> **Exercise aim**: Copy out the lines between the one holding "Mark the region of every instance of the stone" and the one holding "148], [117, 154]]", inclusive, reproducing each without any change.

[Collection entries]

## Begin

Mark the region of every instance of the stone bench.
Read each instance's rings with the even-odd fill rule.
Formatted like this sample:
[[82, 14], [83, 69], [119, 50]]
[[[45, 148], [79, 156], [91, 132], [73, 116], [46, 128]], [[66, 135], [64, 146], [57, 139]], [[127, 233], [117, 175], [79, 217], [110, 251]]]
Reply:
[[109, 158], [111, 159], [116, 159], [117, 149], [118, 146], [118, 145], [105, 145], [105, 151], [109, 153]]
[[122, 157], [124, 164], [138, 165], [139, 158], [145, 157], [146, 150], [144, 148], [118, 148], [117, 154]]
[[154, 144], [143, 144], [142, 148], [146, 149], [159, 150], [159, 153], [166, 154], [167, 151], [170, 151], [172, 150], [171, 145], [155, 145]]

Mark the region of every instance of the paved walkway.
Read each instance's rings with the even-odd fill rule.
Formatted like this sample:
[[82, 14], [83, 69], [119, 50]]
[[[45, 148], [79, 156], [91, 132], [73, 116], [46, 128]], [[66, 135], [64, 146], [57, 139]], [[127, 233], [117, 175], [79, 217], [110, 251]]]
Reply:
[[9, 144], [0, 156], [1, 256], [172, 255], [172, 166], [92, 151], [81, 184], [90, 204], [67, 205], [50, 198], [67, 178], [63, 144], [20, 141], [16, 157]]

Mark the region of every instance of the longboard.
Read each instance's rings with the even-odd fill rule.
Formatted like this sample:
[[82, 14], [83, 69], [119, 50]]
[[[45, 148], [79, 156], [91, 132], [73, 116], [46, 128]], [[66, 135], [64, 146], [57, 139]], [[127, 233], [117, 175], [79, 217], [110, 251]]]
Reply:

## End
## Begin

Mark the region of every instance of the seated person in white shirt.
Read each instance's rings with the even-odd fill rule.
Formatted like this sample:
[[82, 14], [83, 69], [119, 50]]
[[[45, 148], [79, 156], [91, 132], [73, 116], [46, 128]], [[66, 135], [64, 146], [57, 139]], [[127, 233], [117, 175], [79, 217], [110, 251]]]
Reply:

## End
## Begin

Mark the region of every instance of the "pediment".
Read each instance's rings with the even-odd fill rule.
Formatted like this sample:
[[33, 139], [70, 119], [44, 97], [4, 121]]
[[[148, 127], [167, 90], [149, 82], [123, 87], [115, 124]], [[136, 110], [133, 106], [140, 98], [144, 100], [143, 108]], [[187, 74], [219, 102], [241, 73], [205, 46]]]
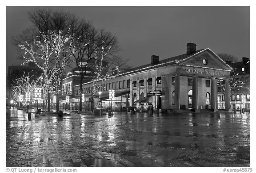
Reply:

## End

> **Task solution**:
Mark the region of every instance of the stone bench.
Read each instance's rings with the even-odd fill rule.
Formatted like this sample:
[[82, 14], [83, 69], [119, 50]]
[[[45, 148], [79, 156], [91, 132], [73, 116], [46, 128]], [[66, 135], [64, 146], [57, 139]], [[127, 233], [117, 175], [79, 217], [110, 251]]]
Reply:
[[109, 158], [111, 159], [116, 159], [117, 149], [118, 146], [118, 145], [105, 145], [105, 151], [109, 153]]
[[122, 157], [124, 164], [138, 165], [139, 158], [145, 157], [146, 150], [144, 148], [118, 148], [117, 154]]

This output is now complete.